:: GIVEN PASSAGE ::

2011 Bugatti Veyron 16.4 Super Sport Specs, Pics, Prices and Reviews

Sun-sopped Andalusia, home to Picasso and the flamenco, is a solitary landscape of rolling cordovan-hued hills stitched by vineyards and olive orchards and best explored on the back of a donkey. At 204 mph, Andalusia sprays at you in a brown and green smear.



At 204 mph, even freshly rolled pavement, paid for with lavish European Union loans, feels perilously lumpy as the subtle mounds and sags that are invisible at sane speeds become terrifying whoop-de-dos.

At 204 mph, if you look down to check your speedometer for just one second, you’ll miss the next 299 feet. Our cerebral cortexes flirt with signal overload at 204, but a Bugatti Veyron 16.4 Super Sport is just getting its wind up and will accelerate another 54 mph before tripping its electronic speed limiter. Drop-down oxygen masks and lighted placards over the emergency exits just might make this thing FAA certifiable.




Apparently, it’s because the regular Veyron is such a pansy jellyfish of a car that Bugatti brings forth the Super Sport. The model will be the last word in Veyrons, representing the final 40 cars in a total production run of 300. Price: one hundred thousand trillion billion dollars, or it might as well be.

For the $2,426,904 a Super Sport costs (at the time of this printing), you could also buy 10 Ferrari 458 Italias and have $127,654 left over for lunch. In its quest to build the ultimate stroke job for the super-rich, the Molsheim operatives don’t seem very concerned with pragmatic constraints such as fiscal prudence or, indeed, the laws of physics.




For example, the Super Sport needed more than just another 20 horsepower to separate itself from the $1.7 million rental-fleet Veyron with its piddly 1001 ponies. Why not another thou? Bugatti probably considered it. But it was decreed that a 20 percent bump in output, to 1200 horsepower and 1106 pound-feet of torque isgenug. Enough. So say the Germans who run Volkswagen’s crazy-bus subsidiary, and they don’t say that very often.

Consider these facts: Bugatti prices the Super Sport at 1.65 million euros and will charge the 10 to 12 expected American buyers based on the spot exchange rate. Thus, if the dollar softens by a mere cent against the euro, the car’s window sticker jumps more than $16,000.



Every U.S. Super Sport buyer also pays a 2.71 percent import duty, or about $62,000, plus a $51,000 delivery charge and $6400 in federal gas-guzzler tax. Adding an extra year to a regular Veyron’s two-year factory warranty costs about $70,000, though Super Sport buyers get it free.

:: GIVEN ENTRIES ::

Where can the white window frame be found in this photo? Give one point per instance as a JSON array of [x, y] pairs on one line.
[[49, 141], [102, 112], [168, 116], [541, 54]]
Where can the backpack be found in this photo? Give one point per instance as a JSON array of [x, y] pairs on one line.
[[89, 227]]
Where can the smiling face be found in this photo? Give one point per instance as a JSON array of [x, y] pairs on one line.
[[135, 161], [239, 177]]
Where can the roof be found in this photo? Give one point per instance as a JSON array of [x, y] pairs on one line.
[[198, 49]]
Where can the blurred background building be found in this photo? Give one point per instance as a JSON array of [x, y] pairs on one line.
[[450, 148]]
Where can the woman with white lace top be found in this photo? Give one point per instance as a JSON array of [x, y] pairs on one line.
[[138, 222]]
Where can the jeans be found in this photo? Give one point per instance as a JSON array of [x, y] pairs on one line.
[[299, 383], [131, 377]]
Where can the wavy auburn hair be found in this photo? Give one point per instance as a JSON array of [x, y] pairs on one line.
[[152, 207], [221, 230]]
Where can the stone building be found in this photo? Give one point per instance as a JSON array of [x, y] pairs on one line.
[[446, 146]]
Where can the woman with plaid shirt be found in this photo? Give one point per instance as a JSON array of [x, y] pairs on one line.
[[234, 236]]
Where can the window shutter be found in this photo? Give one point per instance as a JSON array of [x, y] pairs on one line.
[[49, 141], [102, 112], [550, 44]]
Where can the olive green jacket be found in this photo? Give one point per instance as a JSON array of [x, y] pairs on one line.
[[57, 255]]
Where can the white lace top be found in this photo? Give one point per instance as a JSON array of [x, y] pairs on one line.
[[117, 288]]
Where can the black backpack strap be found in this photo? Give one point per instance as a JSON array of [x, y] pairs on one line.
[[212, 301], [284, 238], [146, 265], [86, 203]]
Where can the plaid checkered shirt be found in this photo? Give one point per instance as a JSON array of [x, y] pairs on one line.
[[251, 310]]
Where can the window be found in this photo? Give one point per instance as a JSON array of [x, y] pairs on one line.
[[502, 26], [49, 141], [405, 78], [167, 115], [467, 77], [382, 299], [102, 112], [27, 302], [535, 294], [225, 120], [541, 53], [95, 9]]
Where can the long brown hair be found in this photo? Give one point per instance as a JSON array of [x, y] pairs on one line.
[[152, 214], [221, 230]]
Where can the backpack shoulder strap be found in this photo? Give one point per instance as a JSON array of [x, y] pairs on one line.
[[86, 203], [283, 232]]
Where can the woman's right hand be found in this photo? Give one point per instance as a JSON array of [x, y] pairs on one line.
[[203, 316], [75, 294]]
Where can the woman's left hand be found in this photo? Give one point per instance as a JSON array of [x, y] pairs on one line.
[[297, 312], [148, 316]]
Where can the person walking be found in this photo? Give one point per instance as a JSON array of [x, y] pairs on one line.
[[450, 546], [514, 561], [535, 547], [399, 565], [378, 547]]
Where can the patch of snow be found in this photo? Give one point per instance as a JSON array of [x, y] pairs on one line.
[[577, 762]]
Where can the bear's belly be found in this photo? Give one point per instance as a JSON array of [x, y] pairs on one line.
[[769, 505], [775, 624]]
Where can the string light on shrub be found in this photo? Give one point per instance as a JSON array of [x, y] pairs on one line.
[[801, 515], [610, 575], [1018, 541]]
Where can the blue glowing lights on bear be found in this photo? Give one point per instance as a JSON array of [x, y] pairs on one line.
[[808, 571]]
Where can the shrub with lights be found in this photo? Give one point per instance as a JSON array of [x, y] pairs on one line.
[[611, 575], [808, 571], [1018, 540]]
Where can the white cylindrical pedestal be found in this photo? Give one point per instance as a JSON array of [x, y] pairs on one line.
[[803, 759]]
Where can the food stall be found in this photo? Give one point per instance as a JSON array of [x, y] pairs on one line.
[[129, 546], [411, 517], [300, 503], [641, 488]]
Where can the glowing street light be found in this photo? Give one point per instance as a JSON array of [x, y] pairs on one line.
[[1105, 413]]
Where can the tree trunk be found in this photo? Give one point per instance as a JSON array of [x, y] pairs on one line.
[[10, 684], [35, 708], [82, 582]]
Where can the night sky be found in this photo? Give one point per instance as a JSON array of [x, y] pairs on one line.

:: PROMPT 1 ::
List every charge that the Bugatti Veyron review says each U.S. Super Sport buyer pays on top of the car's price, with its amount.
:: PROMPT 2 ::
Answer these questions from the Bugatti Veyron review:
(a) How many cars does the Super Sport make up, and out of what total Veyron production run?
(b) What horsepower and torque does the Super Sport produce?
(c) How many American buyers does Bugatti expect for the Super Sport?
:: PROMPT 3 ::
Write the next part of the Bugatti Veyron review, picking up right after its last sentence.
The entries come from a different source than the Bugatti Veyron review.

:: WRITTEN RESPONSE 1 ::
- A 2.71 percent import duty, about $62,000
- A $51,000 delivery charge
- A $6400 federal gas-guzzler tax

:: WRITTEN RESPONSE 2 ::
(a) The Super Sport makes up the final 40 cars of a total run of 300.
(b) It produces 1200 horsepower and 1106 pound-feet of torque.
(c) Bugatti expects 10 to 12 American buyers.

:: WRITTEN RESPONSE 3 ::
A set of the Super Sport’s special Michelin tires costs $42,000 and may last 10,000 miles if you’re careful, though they last only 15 minutes at the car’s top speed (at that pace, however, the 26.4-gallon tank is sucked dry in just 10 minutes, and there’s no place on Earth to safely go that fast that long anyway, so no worries). At the third tire replacement, Michelin requires that you also swap out the $69,000 wheels—coincidentally, the only wheels that fit those tires—to ensure a proper bead seal.



Personal touches are available, such as your own initials instead of Ettore Bugatti’s etched into the gas cap. One customer paid for illuminated doorsills with “words that can’t be repeated,” said a Bugatti staffer. If you want the Super Sport’s body finished in clear-coated carbon fiber instead of paint, add $428,180—just a bit more than the price of a new Rolls-Royce Phantom Coupé.

Let’s be blunt: This car is completely mental. At the Super Sport drive in the dusty hills near Jerez de la Frontera, even its chief engineer, Wolfgang Schreiber, admitted that it’s easier to find an honest hedge fund-manager than places to use 1001 horsepower, let alone 1200.

“Most of our customers drive very normal. Actually, slow,” said Schreiber. “So we needed changes you could see and feel at any speed.”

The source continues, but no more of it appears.